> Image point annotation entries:
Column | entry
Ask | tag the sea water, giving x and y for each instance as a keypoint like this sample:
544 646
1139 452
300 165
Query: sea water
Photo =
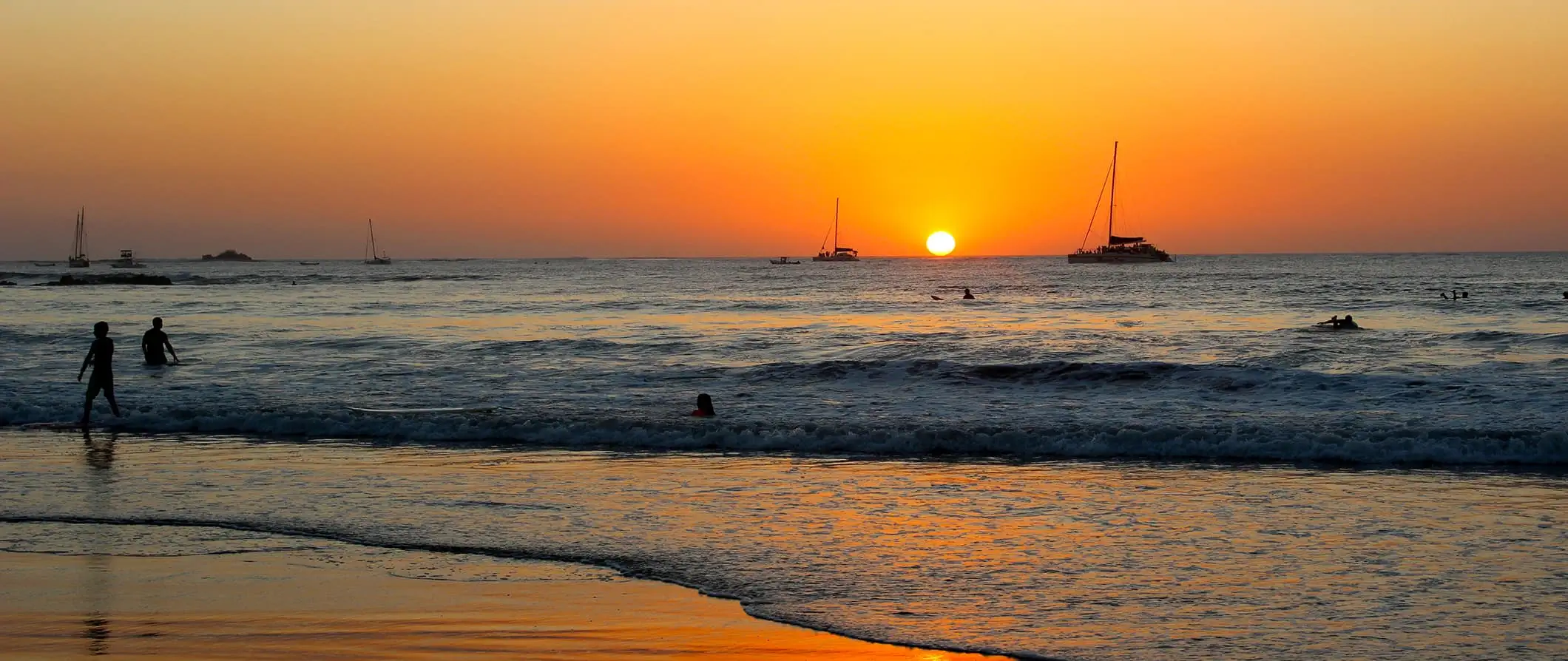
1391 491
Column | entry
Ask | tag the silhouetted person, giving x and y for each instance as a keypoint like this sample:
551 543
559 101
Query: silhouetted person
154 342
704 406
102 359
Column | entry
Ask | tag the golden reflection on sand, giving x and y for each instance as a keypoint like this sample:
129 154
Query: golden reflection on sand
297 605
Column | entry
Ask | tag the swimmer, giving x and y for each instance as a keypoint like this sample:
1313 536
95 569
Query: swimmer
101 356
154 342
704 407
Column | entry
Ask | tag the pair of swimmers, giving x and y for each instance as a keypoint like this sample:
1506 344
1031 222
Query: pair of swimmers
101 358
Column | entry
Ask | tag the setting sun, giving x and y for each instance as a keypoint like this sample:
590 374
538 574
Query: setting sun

> Your instructions:
Reproduce every line of the records above, requests included, rescaling each answer coordinate by 1.35 and rounding to whole numbers with halves going up. Keep the numbers in the requests and their format samples as they are, and leave the pictures out.

> Worked solution:
Column | entry
Ask | tag the sea water, giving x and y for each instance as a keypoint like this sample:
544 646
1139 452
300 165
Query: sea water
Photo =
1878 663
Column | entry
Ask | tag the silhouetted person, giving x and y for each instance as a keypoint like this sample:
551 543
559 101
Query: silhouetted person
208 462
950 548
138 485
Column | entry
Ask | tag the golden reflection on sand, giving x and y for each instance as a keypoint like this sample:
129 154
Query: golden reflection on sand
401 817
Column | entry
Ask | tag the swimmer, giving x and y for each instance as a keypoint like this sample:
1313 536
95 569
Query: swimmer
136 481
208 462
950 549
Column | entry
Ask | tag the pair of swimmers, giving x and y for each instance as a keypoint like this sample:
1506 344
1031 222
Query: pair of swimmers
136 483
Column | entry
Ask | tag the setting sun, giving x and y for each instance as a keypoint like this sample:
590 374
538 574
Query: setting sun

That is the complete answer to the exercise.